_Supplied information:_

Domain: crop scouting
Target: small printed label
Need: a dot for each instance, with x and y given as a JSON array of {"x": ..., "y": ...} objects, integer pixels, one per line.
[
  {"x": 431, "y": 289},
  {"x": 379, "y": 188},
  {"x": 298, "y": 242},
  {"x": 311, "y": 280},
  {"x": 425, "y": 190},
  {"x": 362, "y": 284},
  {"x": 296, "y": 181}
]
--
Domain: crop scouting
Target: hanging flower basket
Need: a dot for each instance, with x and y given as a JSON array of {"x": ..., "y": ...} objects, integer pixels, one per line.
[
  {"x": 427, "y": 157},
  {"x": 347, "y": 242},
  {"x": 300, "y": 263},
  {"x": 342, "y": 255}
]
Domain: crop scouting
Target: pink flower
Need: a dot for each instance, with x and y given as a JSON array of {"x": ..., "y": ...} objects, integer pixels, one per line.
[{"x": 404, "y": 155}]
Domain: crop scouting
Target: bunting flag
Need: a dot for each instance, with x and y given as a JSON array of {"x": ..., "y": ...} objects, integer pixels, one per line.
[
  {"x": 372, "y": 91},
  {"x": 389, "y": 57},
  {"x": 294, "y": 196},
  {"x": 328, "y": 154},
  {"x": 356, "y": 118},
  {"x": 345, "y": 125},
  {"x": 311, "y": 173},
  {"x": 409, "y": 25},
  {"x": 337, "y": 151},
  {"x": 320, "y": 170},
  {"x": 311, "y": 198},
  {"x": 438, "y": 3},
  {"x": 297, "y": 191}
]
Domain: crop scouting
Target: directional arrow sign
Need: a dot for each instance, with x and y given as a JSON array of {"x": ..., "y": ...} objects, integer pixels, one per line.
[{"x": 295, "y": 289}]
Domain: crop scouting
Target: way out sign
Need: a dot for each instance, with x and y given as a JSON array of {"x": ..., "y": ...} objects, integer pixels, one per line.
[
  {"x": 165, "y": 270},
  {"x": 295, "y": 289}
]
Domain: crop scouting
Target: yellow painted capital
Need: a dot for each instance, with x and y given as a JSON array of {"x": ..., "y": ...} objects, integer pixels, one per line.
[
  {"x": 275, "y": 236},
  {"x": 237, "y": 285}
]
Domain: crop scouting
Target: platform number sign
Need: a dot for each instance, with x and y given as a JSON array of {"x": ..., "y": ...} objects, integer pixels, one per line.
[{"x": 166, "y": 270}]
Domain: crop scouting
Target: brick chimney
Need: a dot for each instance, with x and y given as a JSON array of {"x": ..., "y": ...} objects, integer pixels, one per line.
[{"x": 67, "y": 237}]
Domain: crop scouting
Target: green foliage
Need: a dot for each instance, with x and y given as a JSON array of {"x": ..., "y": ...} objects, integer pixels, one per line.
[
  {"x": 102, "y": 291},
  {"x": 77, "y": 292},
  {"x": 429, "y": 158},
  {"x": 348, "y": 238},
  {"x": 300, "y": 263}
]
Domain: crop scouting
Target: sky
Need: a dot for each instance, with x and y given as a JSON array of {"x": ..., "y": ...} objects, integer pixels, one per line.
---
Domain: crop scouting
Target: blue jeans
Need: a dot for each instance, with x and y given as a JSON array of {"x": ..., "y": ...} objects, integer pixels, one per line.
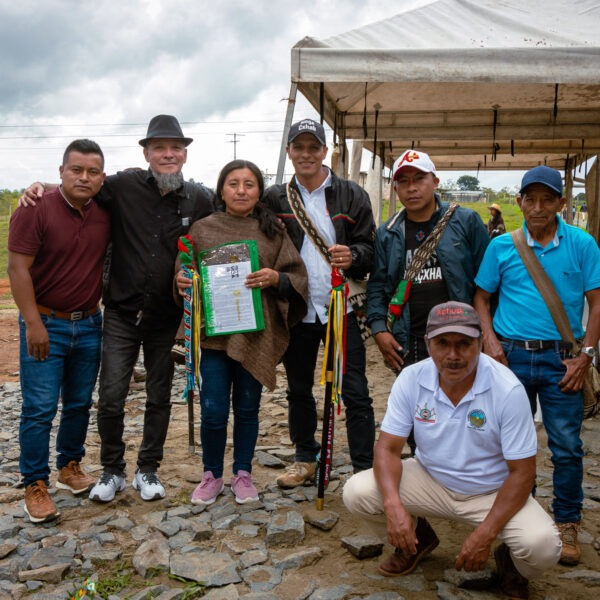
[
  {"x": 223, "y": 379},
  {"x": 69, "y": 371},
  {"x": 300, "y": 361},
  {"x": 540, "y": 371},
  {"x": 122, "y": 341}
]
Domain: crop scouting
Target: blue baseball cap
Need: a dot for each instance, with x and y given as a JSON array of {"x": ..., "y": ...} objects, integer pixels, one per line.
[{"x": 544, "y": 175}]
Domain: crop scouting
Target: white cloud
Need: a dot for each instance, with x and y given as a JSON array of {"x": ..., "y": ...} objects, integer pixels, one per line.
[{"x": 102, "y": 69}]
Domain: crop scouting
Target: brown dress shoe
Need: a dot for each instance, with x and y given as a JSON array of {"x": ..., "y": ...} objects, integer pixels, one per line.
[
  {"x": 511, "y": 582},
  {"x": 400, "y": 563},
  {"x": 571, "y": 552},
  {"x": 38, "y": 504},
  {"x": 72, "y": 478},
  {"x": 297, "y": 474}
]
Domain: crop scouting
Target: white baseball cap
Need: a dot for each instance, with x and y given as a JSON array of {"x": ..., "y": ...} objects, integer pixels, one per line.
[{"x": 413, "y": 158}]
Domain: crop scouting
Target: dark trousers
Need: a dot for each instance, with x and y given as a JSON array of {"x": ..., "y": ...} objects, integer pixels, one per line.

_Description of the task:_ Using the material above, find each line that holds "flower" and copy that line.

_Written response:_
Target: hanging flower basket
Target: pink flower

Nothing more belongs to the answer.